**What the task asks:** The complete listing should be restated exactly.

**Records to use:**
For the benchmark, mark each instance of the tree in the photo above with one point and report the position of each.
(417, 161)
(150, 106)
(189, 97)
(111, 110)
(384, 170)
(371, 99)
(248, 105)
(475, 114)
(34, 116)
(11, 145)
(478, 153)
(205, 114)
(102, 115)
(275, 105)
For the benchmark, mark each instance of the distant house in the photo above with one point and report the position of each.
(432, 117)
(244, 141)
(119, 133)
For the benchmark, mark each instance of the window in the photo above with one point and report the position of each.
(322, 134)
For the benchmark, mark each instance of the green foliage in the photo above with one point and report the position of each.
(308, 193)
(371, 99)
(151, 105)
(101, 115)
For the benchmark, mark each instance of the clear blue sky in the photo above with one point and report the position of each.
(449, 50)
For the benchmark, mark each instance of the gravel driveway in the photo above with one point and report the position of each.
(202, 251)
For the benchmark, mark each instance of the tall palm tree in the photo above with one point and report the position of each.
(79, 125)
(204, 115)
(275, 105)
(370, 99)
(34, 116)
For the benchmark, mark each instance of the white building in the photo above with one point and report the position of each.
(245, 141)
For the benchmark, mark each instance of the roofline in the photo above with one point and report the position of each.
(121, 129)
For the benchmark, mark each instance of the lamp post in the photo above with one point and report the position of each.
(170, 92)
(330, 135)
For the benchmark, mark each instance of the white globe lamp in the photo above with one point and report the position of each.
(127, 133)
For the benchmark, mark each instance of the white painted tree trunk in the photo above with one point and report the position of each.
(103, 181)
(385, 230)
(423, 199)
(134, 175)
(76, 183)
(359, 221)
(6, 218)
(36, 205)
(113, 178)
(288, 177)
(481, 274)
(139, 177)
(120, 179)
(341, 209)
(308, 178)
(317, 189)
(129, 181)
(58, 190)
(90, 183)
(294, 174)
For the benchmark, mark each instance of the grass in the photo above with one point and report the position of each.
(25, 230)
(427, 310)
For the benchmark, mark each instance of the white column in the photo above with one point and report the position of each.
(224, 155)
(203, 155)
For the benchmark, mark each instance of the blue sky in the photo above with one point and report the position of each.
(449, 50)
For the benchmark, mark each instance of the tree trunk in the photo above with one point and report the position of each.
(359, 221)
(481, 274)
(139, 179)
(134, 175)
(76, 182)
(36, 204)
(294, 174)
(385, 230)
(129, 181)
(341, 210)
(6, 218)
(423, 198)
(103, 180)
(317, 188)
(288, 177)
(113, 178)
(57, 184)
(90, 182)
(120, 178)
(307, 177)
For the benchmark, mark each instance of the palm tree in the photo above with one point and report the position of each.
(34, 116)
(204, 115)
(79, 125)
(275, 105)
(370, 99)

**Complete output:**
For the benchmark, mark each instance of the tree in the photo above with one point and report the position of each.
(417, 161)
(150, 106)
(189, 97)
(111, 110)
(384, 170)
(371, 99)
(248, 105)
(475, 114)
(34, 116)
(11, 145)
(478, 153)
(205, 114)
(102, 115)
(275, 105)
For the benchmark, mark each instance of the distant house in the photo above with one point and report the position of each.
(432, 117)
(244, 141)
(119, 133)
For the benchmark, mark each instance of the window in the photo above with one point and report the position of each.
(322, 134)
For the benchmark, mark each instance of the green foliage in the photo above with one point and report the position of each.
(308, 193)
(371, 99)
(151, 105)
(101, 115)
For the benchmark, mark each instance of the clear blue sky in the photo above with one point and report the position of each.
(449, 50)
For the benchmark, mark each instance of the gravel driveway in the photo above with one point and report the position of each.
(202, 251)
For the benchmark, mark each instance of the tall palm tree in the photo above with one point and report the position of each.
(79, 125)
(204, 115)
(275, 105)
(370, 99)
(34, 116)
For the benchmark, mark each instance of the white building in the photo above with one point and report the position of each.
(245, 141)
For the benchmark, mark each instance of the roofline in the photo above with one point and report the position of each.
(121, 129)
For the benchmark, mark each instance of the lamp post in the photo above with one point and report the position of each.
(170, 92)
(330, 135)
For the benchmark, mark each instance of the white globe lamp in the photo above with one point and report the position of each.
(127, 133)
For the benchmark, mark each instance of the white painted tree trunk in the photo above with one point and report the position of each.
(103, 181)
(385, 230)
(423, 199)
(134, 175)
(76, 183)
(359, 221)
(6, 218)
(36, 205)
(113, 178)
(288, 177)
(481, 274)
(139, 177)
(120, 179)
(341, 209)
(308, 178)
(317, 189)
(129, 181)
(58, 190)
(90, 183)
(294, 174)
For the benchmark, mark each instance of the grass in the photo above with one point and report the position of each.
(25, 230)
(427, 310)
For the benchmark, mark each instance of the white column in the photo above with one point and report the position of each.
(224, 155)
(203, 155)
For the benchmark, mark each instance of the blue sky in the photo above with one point and report the position of each.
(449, 50)
For the benchmark, mark each instance of the tree trunk in the photo above with one point and report the position of each.
(359, 221)
(481, 274)
(139, 179)
(134, 175)
(76, 182)
(36, 204)
(294, 174)
(385, 230)
(129, 181)
(341, 210)
(6, 218)
(423, 198)
(103, 180)
(317, 188)
(288, 177)
(113, 178)
(57, 184)
(90, 182)
(120, 178)
(307, 177)
For the benchmark, mark each instance of the palm tree in the photo above with one point and report the position of each.
(34, 116)
(204, 115)
(79, 125)
(275, 105)
(370, 99)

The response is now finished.